▶ _What needs to be done_: Rewrite everything from the line containing "Annotate player's raised knee." down to the line containing "[243, 72, 270, 86]", replacing "Annotate" with "Label" and leaving all else unchanged.

* begin *

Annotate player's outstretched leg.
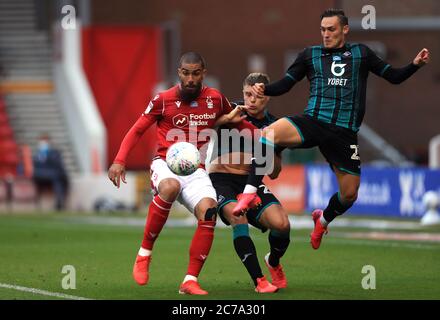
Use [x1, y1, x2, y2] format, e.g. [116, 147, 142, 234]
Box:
[310, 209, 328, 250]
[232, 193, 261, 217]
[179, 198, 217, 295]
[133, 195, 172, 286]
[255, 276, 278, 293]
[233, 222, 278, 293]
[310, 192, 354, 250]
[264, 228, 290, 288]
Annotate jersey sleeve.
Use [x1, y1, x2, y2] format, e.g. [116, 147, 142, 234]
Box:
[113, 95, 163, 165]
[286, 48, 307, 82]
[365, 46, 390, 77]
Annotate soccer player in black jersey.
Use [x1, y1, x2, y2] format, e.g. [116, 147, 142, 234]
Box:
[234, 9, 429, 249]
[208, 73, 290, 293]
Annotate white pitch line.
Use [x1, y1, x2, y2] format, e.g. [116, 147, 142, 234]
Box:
[0, 283, 93, 300]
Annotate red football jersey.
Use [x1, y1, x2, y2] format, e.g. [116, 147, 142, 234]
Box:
[114, 85, 232, 164]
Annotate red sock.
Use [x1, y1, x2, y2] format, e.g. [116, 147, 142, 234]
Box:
[187, 220, 215, 277]
[142, 195, 173, 250]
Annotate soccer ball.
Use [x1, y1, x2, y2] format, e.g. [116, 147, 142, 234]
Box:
[166, 142, 200, 176]
[422, 191, 439, 210]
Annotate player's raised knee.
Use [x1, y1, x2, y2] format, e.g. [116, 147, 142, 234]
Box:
[159, 179, 180, 201]
[341, 188, 358, 203]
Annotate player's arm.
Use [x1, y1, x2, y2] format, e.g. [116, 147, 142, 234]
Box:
[108, 95, 161, 188]
[252, 49, 307, 97]
[366, 47, 429, 84]
[269, 153, 282, 180]
[214, 105, 246, 127]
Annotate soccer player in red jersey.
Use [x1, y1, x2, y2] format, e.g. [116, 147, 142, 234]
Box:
[108, 52, 249, 295]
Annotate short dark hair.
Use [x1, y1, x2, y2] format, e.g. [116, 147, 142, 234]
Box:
[321, 8, 348, 26]
[179, 51, 206, 69]
[243, 72, 270, 86]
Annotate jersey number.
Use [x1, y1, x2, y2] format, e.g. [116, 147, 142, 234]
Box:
[350, 144, 361, 160]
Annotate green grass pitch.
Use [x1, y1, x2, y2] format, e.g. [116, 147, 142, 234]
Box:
[0, 214, 440, 300]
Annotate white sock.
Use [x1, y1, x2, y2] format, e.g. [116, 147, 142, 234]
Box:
[183, 274, 197, 283]
[243, 184, 258, 193]
[138, 247, 151, 257]
[319, 214, 329, 228]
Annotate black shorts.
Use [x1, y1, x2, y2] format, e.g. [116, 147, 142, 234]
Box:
[209, 173, 280, 232]
[286, 115, 361, 176]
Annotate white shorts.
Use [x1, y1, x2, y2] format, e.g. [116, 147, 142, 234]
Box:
[150, 159, 217, 213]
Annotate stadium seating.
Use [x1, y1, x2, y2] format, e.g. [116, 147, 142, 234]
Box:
[0, 96, 19, 179]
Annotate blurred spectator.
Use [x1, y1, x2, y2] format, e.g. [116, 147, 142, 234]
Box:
[33, 134, 68, 210]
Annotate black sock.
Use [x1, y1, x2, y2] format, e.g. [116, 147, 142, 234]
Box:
[233, 224, 263, 286]
[324, 192, 354, 222]
[269, 230, 290, 267]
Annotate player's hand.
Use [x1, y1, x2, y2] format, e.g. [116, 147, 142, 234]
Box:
[108, 163, 127, 188]
[413, 48, 430, 67]
[251, 83, 266, 98]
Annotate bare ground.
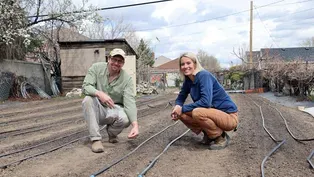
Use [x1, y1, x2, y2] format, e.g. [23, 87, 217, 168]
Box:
[0, 94, 314, 177]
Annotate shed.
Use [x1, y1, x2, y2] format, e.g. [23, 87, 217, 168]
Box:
[59, 38, 138, 92]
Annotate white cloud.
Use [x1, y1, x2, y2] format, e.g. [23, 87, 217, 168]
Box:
[75, 0, 314, 67]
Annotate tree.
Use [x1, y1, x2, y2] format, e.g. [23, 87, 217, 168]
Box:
[197, 50, 220, 72]
[301, 37, 314, 47]
[136, 39, 155, 82]
[0, 0, 30, 60]
[84, 16, 139, 49]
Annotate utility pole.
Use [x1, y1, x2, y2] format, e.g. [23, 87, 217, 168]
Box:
[250, 1, 253, 68]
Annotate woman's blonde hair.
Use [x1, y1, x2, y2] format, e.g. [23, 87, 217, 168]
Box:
[179, 52, 204, 80]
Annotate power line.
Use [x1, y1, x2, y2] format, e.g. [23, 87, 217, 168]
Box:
[27, 0, 173, 18]
[150, 4, 314, 46]
[273, 0, 313, 7]
[254, 7, 280, 48]
[136, 0, 285, 31]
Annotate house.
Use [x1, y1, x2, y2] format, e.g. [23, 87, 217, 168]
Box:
[150, 58, 180, 87]
[59, 39, 138, 92]
[153, 56, 171, 68]
[260, 47, 314, 61]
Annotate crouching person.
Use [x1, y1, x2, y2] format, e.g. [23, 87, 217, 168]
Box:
[82, 49, 139, 153]
[171, 53, 239, 150]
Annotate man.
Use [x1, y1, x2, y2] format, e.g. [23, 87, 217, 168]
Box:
[82, 48, 139, 153]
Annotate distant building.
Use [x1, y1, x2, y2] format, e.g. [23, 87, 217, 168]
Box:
[153, 56, 171, 68]
[150, 58, 180, 87]
[260, 47, 314, 61]
[59, 39, 137, 91]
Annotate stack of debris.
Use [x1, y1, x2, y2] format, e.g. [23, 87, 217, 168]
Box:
[65, 88, 82, 98]
[136, 82, 158, 94]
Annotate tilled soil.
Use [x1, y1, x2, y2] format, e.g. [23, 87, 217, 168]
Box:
[0, 94, 314, 177]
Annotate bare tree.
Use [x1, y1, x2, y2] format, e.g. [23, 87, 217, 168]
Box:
[84, 16, 140, 49]
[197, 50, 220, 72]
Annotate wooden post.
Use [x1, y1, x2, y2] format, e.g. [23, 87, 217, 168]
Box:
[250, 1, 253, 69]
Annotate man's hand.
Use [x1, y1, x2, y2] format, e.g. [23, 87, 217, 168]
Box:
[128, 121, 139, 139]
[95, 91, 114, 108]
[171, 105, 182, 121]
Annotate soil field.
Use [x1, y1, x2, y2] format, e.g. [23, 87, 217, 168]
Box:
[0, 93, 314, 177]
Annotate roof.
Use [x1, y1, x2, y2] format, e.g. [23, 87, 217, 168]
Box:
[59, 38, 138, 58]
[261, 47, 314, 61]
[156, 58, 179, 70]
[153, 56, 171, 67]
[53, 28, 89, 41]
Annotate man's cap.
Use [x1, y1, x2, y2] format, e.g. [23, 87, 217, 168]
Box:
[110, 48, 125, 60]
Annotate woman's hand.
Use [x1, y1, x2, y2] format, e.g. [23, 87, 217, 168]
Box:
[171, 105, 182, 121]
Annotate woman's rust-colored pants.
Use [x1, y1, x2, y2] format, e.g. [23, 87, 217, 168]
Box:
[179, 108, 239, 138]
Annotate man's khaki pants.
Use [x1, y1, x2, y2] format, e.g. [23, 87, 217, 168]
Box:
[82, 96, 130, 141]
[180, 108, 239, 139]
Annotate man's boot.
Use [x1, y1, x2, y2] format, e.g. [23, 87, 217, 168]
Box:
[107, 126, 119, 144]
[109, 135, 119, 144]
[200, 130, 213, 145]
[92, 140, 104, 153]
[209, 132, 230, 150]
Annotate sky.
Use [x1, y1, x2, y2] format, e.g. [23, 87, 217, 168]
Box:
[83, 0, 314, 68]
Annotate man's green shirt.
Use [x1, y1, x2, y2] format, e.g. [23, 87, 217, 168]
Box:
[83, 62, 137, 123]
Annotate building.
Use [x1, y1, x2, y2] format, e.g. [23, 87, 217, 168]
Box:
[59, 39, 137, 92]
[150, 58, 180, 87]
[153, 56, 171, 68]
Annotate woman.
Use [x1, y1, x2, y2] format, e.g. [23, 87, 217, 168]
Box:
[171, 52, 239, 150]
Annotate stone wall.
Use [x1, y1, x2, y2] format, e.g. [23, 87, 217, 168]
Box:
[0, 60, 52, 95]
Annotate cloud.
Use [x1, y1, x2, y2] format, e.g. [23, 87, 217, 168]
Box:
[76, 0, 314, 67]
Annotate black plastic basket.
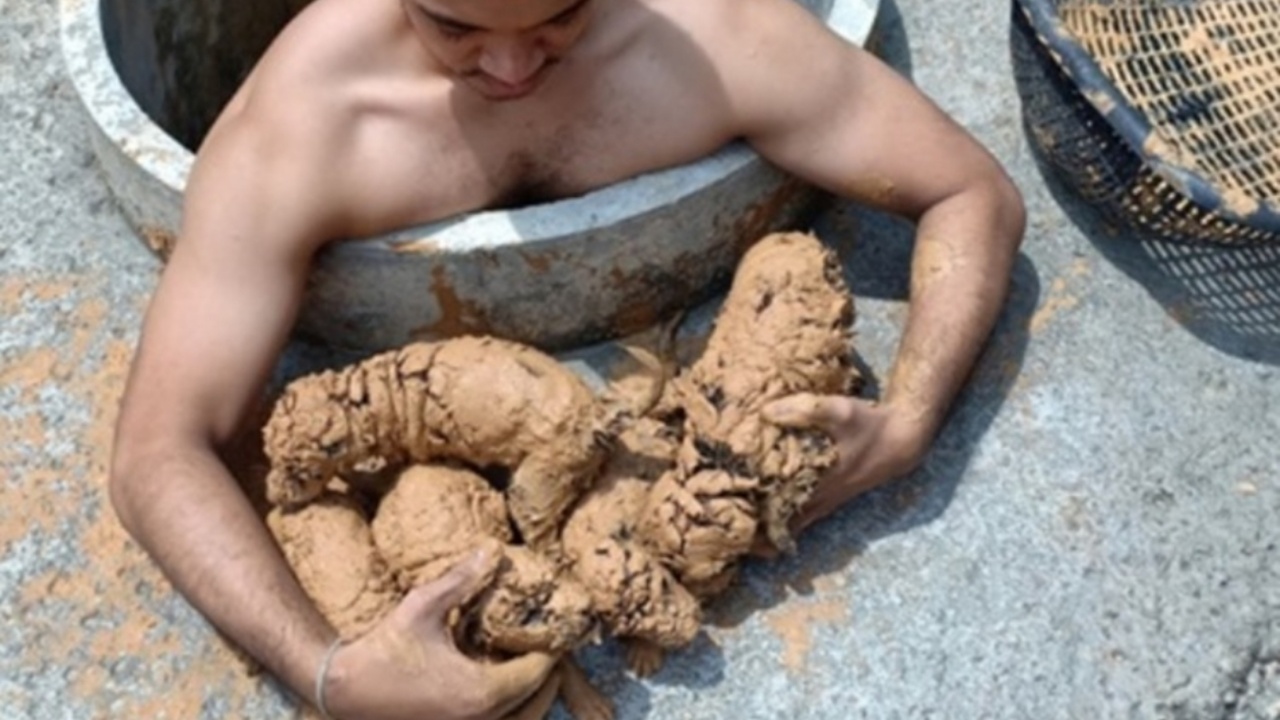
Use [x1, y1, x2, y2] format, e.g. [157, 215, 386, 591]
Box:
[1011, 0, 1280, 245]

* end *

▶ _Task output_:
Label player's raised knee.
Use [x1, y1, x2, y2] format, e.g. [116, 147, 142, 234]
Box:
[159, 179, 180, 201]
[341, 188, 358, 203]
Label player's arm.
Use [x1, y1, x2, y2] format, e.g. [116, 147, 142, 234]
Box:
[108, 95, 161, 188]
[252, 49, 307, 97]
[366, 47, 429, 84]
[269, 153, 282, 180]
[214, 105, 246, 127]
Label soccer player in red jersey.
Use [x1, y1, x2, y2] format, e.g. [116, 147, 142, 234]
Box:
[108, 52, 249, 295]
Label short dark hair.
Use [x1, y1, x2, y2] format, e.g. [116, 147, 142, 234]
Box:
[321, 8, 348, 26]
[179, 51, 206, 69]
[243, 72, 270, 86]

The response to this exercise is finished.